What to do
Rename "Target" to "Label" throughout the items below, starting with the first line and going on through the line with "[[67, 267], [415, 294], [178, 307]]", and reproduce those lines with nothing else changed. Leave the pictures out of your answer.
━━━━━━━━━━
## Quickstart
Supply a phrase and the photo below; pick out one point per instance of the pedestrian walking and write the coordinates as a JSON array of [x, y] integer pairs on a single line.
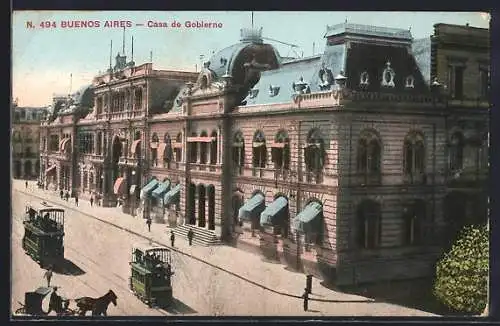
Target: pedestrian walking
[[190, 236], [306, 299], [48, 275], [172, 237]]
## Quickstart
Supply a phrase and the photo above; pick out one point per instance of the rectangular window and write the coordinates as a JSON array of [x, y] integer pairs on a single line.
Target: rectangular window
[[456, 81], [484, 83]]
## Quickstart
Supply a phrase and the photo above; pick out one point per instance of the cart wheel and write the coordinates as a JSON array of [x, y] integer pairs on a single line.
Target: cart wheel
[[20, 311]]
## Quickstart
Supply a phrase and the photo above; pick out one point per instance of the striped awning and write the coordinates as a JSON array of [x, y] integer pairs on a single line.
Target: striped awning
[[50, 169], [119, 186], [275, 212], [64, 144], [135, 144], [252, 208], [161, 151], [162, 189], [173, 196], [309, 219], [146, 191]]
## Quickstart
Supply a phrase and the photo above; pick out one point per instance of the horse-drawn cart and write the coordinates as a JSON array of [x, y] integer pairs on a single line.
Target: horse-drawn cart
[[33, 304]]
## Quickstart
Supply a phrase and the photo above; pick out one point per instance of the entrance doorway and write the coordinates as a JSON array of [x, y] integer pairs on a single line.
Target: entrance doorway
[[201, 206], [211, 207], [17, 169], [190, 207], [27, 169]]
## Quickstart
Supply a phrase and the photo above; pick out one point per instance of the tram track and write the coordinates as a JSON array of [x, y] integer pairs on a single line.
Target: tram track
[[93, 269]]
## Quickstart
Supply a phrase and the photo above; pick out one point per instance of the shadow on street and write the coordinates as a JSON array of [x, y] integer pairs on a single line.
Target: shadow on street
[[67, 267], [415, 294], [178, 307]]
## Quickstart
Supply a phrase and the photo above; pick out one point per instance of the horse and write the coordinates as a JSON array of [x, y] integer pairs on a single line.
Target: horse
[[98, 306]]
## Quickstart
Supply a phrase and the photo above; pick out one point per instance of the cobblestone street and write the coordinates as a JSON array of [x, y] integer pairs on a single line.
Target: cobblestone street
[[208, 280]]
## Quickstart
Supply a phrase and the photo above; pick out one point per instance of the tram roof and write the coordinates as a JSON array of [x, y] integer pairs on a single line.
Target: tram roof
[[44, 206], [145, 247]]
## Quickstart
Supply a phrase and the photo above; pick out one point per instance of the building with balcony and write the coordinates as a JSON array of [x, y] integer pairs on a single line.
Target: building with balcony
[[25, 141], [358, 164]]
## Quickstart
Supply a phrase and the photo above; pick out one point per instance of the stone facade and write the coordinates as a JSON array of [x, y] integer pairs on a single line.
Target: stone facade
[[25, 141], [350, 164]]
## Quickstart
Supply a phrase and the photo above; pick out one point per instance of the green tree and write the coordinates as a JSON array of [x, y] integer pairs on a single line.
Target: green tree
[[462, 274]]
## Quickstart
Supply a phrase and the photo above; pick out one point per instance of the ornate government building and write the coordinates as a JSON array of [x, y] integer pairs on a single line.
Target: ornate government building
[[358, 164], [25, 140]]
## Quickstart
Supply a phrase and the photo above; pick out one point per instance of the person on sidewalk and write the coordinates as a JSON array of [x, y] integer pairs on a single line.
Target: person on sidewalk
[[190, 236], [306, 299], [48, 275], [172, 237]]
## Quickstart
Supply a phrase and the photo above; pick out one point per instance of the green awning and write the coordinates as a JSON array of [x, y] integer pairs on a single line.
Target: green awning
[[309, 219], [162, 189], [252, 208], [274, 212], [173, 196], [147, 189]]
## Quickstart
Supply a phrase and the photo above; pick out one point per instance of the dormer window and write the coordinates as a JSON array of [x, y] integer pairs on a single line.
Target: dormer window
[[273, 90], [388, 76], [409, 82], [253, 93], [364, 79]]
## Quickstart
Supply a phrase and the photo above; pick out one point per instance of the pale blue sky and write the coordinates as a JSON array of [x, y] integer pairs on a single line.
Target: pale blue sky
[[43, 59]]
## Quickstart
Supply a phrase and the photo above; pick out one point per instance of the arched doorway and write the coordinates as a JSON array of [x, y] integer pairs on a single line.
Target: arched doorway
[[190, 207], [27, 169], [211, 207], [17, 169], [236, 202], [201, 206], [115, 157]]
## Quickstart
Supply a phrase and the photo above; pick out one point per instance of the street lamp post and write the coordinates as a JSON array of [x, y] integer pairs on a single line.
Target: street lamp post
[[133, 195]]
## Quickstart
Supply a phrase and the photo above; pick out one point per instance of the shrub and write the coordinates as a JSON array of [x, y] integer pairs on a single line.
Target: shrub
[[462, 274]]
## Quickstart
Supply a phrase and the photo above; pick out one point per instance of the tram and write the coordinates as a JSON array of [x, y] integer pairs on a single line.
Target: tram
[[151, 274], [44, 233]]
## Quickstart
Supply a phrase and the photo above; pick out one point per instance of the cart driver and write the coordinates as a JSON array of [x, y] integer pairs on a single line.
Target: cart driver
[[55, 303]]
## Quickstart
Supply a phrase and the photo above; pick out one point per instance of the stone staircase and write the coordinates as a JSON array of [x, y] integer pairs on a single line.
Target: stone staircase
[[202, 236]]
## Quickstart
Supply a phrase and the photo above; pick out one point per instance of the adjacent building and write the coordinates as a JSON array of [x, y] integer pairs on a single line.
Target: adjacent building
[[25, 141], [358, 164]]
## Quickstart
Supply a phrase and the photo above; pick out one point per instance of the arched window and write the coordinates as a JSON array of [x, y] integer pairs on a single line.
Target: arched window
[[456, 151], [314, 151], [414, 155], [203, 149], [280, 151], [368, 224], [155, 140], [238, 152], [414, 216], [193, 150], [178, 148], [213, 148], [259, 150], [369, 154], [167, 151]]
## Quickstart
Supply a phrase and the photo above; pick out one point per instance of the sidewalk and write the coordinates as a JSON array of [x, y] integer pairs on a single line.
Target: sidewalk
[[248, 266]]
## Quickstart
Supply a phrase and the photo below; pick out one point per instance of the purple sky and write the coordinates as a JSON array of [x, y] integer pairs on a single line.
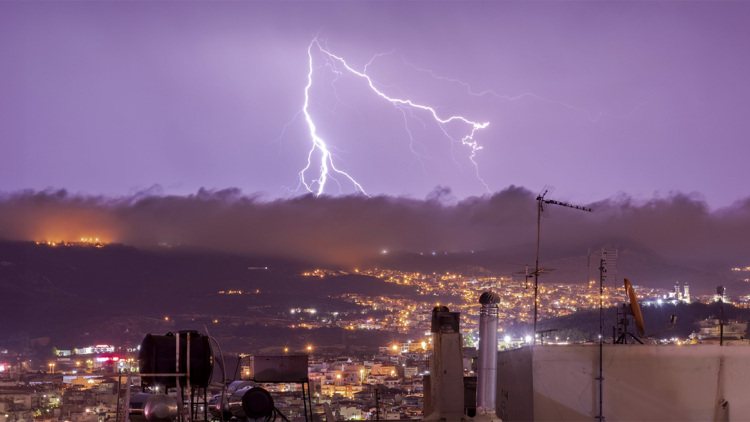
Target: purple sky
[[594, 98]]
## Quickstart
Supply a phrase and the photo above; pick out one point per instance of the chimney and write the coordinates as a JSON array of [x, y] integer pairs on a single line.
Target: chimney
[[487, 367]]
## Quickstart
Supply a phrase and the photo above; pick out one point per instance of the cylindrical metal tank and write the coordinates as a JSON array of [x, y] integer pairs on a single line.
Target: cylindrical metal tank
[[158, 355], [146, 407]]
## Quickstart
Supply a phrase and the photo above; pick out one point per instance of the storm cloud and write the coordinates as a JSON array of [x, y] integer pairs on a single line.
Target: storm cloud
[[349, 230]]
━━━━━━━━━━
Output for this exercise
## Quickstart
Supply a phrase and the photo below; pick out one point per instance of the pedestrian walking and write the coordinates as a JSON array of [x, y] integer pairs on a single line.
Label: pedestrian walking
[[190, 236], [306, 299], [48, 275], [172, 237]]
## Quickstart
Supply a phrase and the photo above; pick out one point per instance of the rectangular window and write the coordinates as a JSON array of [x, y] integer pairs on a single line.
Label: rectangular window
[[456, 81], [484, 83]]
## Quickstart
Supply a phrase and the photo above; pick out one point per instance of the cart wheel and write the coordinates as a JSON array of [x, y] integer pairs on a single line.
Label: cart wheel
[[20, 311]]
## Quickstart
Supply a phrase and the photo above; pick out one point per instance of the striped awning and write the coordinates as a JSON array of [x, y] integer pairs on a single line.
Label: striped awning
[[50, 169], [119, 186], [275, 212], [64, 144], [135, 144], [252, 208], [161, 151], [162, 189], [173, 196], [309, 219], [146, 191]]
## Quickstart
Supply a phrase and the photo above; pick out one point per instance of the horse-drawn cart and write the coordinates as a JSON array of [x, y] integer pairs on a single line.
Label: horse-drawn cart
[[33, 304]]
## Quickstart
Supply a phrase and the photo above; pick out one point per instance of the entrance doorway and write the coordinates as a JSON array of [x, y] integer pairs on a single line.
Label: entrance doorway
[[201, 206], [211, 207], [17, 169], [190, 207], [27, 169]]
## Quickstart
Supply a phrase and the photo above; pick out one point per instance of the tram track and write the coordinates as a JSON array of [x, y] integer pairs on a single line.
Label: tram track
[[93, 269]]
## Quickstart
Supply a phrase and the photo above; pick out one point per instance of the shadow on street and write the coordinates as a JSON array of [x, y] integer pairs on a single line.
Label: shadow on street
[[67, 267], [415, 294], [178, 307]]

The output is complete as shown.